Provided data:
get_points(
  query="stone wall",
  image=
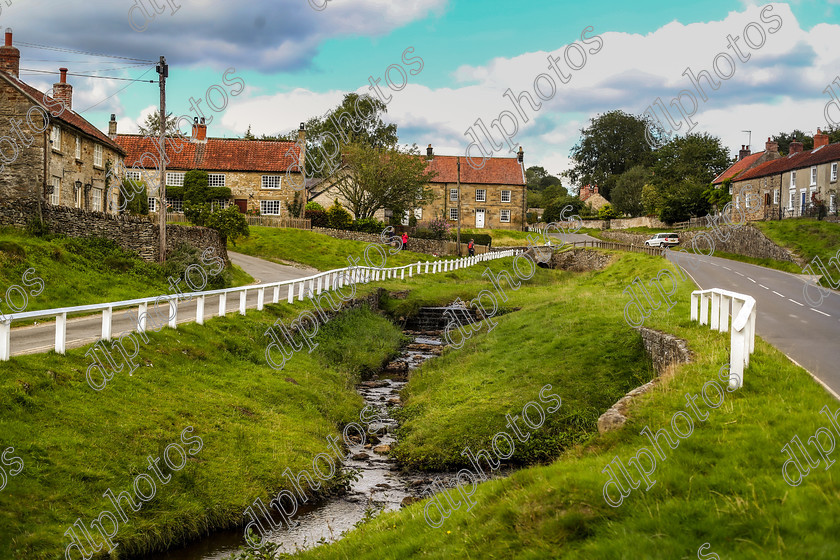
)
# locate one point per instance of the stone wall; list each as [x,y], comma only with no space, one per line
[744,240]
[415,244]
[133,233]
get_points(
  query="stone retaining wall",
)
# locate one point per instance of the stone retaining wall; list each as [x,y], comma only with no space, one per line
[137,234]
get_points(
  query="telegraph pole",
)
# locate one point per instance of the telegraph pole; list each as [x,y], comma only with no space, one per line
[163,72]
[459,207]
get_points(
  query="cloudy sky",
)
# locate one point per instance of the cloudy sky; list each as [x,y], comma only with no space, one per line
[271,64]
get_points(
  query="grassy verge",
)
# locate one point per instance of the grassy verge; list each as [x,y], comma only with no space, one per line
[87,271]
[255,422]
[289,246]
[721,485]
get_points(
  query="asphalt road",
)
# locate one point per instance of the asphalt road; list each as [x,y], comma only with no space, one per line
[84,330]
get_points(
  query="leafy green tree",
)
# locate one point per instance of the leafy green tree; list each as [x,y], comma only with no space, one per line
[385,177]
[627,193]
[338,217]
[612,144]
[607,212]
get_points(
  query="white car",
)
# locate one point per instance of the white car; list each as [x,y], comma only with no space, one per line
[660,239]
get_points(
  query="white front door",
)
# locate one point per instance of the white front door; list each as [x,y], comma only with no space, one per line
[479,219]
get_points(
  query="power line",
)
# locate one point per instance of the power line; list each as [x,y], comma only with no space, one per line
[35,71]
[62,49]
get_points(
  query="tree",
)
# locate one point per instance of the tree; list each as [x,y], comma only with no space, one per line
[612,144]
[785,138]
[373,178]
[152,125]
[627,193]
[695,157]
[356,120]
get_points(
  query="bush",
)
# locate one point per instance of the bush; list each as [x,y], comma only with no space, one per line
[318,217]
[338,217]
[368,225]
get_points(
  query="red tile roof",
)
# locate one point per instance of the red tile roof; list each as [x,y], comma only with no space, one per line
[218,154]
[496,171]
[67,117]
[795,161]
[737,167]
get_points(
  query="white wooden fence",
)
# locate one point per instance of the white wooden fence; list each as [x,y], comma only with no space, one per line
[323,281]
[742,342]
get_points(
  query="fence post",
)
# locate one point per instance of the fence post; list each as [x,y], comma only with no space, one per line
[107,316]
[5,341]
[61,333]
[199,310]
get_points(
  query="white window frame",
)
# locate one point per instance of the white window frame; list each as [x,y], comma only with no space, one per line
[175,178]
[267,182]
[96,199]
[177,205]
[264,207]
[55,197]
[55,137]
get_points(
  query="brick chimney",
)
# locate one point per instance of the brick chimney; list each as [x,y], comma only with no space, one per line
[10,56]
[820,139]
[62,91]
[199,132]
[112,127]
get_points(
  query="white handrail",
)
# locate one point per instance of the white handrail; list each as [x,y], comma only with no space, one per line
[742,340]
[326,281]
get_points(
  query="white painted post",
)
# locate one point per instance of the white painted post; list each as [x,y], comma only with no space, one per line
[5,341]
[173,313]
[724,313]
[142,314]
[199,310]
[107,316]
[61,333]
[715,310]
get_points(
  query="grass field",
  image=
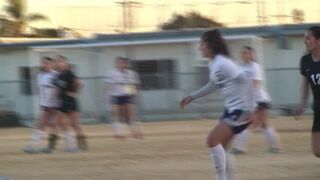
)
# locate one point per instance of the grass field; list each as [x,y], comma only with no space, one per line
[169,151]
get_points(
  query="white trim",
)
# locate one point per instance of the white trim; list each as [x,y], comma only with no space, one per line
[129,43]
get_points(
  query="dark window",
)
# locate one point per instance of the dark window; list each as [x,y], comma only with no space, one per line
[155,74]
[25,76]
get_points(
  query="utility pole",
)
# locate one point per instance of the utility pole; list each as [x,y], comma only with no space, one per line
[128,14]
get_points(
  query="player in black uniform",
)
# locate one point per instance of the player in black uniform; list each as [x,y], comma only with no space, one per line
[310,71]
[68,85]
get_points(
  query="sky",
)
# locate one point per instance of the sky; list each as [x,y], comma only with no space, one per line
[105,16]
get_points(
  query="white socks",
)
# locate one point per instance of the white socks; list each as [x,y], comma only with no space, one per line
[70,140]
[218,156]
[241,140]
[36,138]
[272,137]
[118,128]
[230,170]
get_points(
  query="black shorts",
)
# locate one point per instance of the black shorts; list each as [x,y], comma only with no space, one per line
[316,122]
[237,119]
[121,100]
[263,105]
[47,109]
[68,104]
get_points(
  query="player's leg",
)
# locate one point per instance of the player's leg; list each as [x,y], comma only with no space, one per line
[38,133]
[65,125]
[117,116]
[271,135]
[130,109]
[216,140]
[53,133]
[240,142]
[316,135]
[75,123]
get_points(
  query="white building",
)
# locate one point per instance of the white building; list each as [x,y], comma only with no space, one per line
[169,64]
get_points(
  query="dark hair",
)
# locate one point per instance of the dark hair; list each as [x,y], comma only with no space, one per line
[62,57]
[47,58]
[249,48]
[215,42]
[122,59]
[315,30]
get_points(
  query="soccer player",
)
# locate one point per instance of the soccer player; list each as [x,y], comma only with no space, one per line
[48,103]
[68,86]
[263,100]
[310,71]
[237,92]
[122,90]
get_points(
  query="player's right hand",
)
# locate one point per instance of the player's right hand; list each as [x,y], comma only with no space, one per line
[185,101]
[297,112]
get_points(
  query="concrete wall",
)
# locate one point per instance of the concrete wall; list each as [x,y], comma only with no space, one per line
[91,65]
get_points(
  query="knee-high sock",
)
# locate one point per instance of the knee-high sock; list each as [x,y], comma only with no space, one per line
[70,139]
[36,138]
[241,140]
[272,137]
[230,169]
[218,156]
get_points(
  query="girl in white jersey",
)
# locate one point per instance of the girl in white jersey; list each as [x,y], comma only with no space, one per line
[122,86]
[263,100]
[237,92]
[48,103]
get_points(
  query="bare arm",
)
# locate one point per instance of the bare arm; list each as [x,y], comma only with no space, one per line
[304,92]
[205,90]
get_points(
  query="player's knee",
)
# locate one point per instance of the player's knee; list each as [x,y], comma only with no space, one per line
[316,152]
[211,143]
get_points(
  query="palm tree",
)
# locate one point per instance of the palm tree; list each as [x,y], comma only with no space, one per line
[17,15]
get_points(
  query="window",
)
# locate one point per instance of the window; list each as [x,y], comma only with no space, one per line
[155,74]
[25,76]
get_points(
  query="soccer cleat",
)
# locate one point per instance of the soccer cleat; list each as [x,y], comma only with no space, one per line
[47,150]
[82,143]
[71,150]
[274,150]
[237,151]
[30,150]
[53,138]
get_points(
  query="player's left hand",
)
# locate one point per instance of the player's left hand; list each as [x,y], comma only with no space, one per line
[185,101]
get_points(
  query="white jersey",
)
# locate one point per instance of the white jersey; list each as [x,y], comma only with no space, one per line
[122,82]
[232,83]
[255,72]
[47,89]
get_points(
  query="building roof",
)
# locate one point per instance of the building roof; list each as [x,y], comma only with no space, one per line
[163,36]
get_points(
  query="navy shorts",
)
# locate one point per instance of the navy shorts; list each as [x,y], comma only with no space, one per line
[68,104]
[316,122]
[263,105]
[47,109]
[237,119]
[121,100]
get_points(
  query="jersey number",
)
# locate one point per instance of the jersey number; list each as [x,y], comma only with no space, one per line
[315,79]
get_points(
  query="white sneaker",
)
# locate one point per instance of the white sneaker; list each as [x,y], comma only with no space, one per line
[30,150]
[71,150]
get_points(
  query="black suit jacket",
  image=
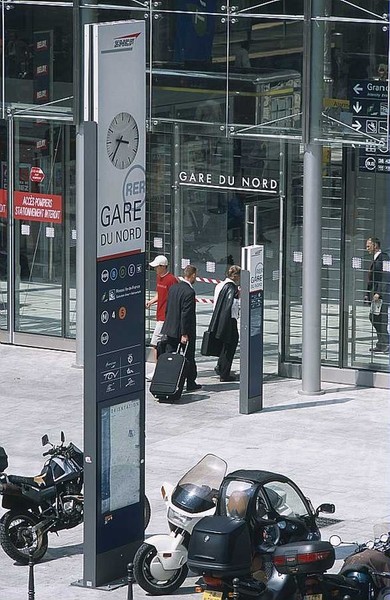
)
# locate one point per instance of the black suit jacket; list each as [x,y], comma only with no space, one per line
[221,320]
[180,317]
[379,279]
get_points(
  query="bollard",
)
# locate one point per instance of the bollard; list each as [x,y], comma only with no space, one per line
[130,581]
[31,588]
[236,593]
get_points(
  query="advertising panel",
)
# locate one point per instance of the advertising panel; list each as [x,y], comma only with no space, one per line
[114,376]
[119,61]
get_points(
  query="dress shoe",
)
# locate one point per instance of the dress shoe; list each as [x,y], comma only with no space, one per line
[194,387]
[229,378]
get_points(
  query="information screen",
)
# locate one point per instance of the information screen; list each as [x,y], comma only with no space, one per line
[120,455]
[256,344]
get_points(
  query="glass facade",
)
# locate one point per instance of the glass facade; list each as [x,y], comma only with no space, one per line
[230,91]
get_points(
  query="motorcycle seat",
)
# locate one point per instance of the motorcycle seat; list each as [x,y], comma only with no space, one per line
[17,479]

Stated task: Pull out every line of the material above that contains the word "pole", and copy each one in the order it appears.

Reply:
  query="telegraph pole",
# locate one point per instance of the telegraph pole; list each as [x,y], comma only with no space, one per line
  query="utility pole",
# locate one point per instance of the utility pole; list each as [x,y], comma only with no space, one per line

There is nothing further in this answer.